─── Provided records ───
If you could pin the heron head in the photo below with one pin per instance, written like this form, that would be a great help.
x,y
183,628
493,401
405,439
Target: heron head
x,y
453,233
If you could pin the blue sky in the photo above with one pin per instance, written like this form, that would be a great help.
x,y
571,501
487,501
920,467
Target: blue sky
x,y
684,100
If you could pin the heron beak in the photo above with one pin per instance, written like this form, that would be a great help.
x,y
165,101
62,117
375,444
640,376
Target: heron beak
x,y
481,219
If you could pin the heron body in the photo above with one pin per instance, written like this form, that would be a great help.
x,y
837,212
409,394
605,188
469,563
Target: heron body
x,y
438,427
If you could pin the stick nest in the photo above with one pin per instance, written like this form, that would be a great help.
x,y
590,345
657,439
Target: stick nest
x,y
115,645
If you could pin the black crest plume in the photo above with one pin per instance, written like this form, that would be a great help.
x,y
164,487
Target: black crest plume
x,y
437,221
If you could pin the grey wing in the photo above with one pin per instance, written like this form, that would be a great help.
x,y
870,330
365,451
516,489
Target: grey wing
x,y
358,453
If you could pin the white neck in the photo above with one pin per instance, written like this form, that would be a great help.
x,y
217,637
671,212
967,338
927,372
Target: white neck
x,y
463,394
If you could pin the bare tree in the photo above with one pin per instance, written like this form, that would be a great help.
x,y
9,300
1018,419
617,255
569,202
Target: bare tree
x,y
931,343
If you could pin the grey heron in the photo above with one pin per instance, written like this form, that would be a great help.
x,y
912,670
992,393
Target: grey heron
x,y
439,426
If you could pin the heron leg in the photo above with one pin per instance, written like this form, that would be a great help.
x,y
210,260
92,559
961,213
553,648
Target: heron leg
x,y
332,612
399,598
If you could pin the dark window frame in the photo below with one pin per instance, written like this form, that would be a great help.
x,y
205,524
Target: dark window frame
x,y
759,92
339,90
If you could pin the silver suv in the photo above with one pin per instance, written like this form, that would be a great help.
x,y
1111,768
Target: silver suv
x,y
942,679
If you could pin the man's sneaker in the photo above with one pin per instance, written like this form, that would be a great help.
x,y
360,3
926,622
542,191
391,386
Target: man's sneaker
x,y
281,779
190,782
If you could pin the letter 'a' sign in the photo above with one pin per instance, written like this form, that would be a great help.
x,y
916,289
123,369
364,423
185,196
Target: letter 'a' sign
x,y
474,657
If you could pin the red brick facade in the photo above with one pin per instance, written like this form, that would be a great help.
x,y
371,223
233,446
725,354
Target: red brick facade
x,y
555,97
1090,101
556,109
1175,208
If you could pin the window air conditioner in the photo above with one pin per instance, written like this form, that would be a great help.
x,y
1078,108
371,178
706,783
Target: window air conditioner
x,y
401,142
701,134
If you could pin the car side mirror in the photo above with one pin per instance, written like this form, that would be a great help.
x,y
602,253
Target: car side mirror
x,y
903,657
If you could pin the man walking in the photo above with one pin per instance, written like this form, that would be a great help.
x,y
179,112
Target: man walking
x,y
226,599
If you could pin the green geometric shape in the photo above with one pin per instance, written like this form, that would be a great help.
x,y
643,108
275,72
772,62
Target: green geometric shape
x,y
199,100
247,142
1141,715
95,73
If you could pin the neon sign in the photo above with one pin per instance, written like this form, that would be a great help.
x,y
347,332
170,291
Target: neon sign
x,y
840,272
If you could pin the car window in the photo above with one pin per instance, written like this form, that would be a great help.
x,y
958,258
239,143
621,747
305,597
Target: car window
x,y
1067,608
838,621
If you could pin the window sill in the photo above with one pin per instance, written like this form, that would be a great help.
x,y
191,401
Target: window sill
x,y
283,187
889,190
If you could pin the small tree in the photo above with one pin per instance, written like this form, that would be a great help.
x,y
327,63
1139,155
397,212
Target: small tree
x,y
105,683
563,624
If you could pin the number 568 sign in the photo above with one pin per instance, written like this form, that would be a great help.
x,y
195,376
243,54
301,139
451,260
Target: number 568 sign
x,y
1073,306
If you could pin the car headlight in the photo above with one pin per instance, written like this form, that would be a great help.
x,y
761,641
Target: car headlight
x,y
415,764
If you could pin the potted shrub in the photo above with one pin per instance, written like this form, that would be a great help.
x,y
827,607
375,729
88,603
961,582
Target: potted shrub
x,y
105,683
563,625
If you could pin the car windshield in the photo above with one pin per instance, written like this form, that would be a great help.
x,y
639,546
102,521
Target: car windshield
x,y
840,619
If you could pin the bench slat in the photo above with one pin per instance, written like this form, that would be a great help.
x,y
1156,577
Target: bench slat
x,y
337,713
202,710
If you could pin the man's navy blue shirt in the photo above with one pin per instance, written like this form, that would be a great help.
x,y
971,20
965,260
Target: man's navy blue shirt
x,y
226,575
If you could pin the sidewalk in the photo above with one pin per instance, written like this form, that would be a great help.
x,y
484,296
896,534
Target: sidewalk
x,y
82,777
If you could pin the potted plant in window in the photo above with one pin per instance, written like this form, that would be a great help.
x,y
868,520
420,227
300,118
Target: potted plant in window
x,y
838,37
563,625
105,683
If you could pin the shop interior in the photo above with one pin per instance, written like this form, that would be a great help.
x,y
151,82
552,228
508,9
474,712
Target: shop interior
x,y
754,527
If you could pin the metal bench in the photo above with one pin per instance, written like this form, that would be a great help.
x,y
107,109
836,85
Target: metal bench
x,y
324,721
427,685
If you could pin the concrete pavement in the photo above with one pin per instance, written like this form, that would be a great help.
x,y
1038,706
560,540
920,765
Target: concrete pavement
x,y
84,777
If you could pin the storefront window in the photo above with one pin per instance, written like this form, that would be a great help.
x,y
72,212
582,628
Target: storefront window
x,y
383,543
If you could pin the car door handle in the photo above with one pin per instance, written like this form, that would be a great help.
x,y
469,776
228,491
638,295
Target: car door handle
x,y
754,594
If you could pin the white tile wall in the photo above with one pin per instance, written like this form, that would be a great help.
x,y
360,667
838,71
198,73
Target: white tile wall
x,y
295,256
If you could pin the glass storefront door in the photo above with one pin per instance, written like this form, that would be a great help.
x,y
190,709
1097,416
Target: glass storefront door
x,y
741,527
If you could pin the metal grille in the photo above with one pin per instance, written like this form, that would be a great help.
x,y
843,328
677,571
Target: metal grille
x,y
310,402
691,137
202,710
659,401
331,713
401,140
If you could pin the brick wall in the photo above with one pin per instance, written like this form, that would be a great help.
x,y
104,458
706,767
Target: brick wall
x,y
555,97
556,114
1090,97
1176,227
───
■ Your instructions ■
Where the word "below" shows up in a line of the entries above, copy that line.

■ Exercise result ■
If you could pin the heron head in the photo below with one pin per instance, written like this form, that would be a great help.
If you could pin the dark window frame in the photo below with one pin per instance, written like this form, that would be a great help.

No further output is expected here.